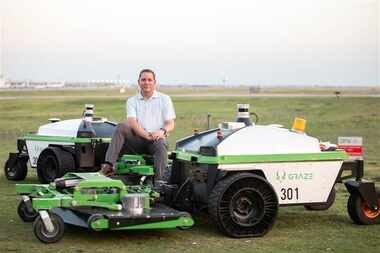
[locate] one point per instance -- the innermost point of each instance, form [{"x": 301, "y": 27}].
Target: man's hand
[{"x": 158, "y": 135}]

--

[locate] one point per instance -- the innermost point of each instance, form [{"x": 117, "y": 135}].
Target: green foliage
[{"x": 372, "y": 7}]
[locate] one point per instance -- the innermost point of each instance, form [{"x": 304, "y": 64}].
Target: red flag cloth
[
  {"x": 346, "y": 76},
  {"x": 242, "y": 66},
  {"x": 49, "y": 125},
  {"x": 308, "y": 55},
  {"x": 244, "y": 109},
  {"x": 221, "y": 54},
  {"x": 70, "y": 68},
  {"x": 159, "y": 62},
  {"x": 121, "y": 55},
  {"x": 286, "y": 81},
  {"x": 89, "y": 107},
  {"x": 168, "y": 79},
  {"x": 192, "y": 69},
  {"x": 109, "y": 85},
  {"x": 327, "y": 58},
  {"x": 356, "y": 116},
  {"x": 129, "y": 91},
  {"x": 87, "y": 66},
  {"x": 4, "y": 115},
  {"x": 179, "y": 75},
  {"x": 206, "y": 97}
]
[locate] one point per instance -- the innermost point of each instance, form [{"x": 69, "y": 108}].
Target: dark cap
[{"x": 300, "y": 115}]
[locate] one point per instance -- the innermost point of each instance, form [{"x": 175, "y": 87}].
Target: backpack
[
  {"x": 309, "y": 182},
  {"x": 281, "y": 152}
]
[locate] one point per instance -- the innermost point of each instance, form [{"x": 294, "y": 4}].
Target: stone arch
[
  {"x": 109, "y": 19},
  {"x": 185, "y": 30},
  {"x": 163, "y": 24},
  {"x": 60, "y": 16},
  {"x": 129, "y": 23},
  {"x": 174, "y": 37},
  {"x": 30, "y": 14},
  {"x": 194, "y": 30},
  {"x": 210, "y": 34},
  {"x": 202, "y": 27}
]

▸ Task prompt
Show each line of the listing that contains the string "Target", treating uppercase and lowercase letters as different.

▸ Result for this exercise
Target: man's hand
Target: green foliage
Target: red flag cloth
Target: dark cap
Target: backpack
Target: stone arch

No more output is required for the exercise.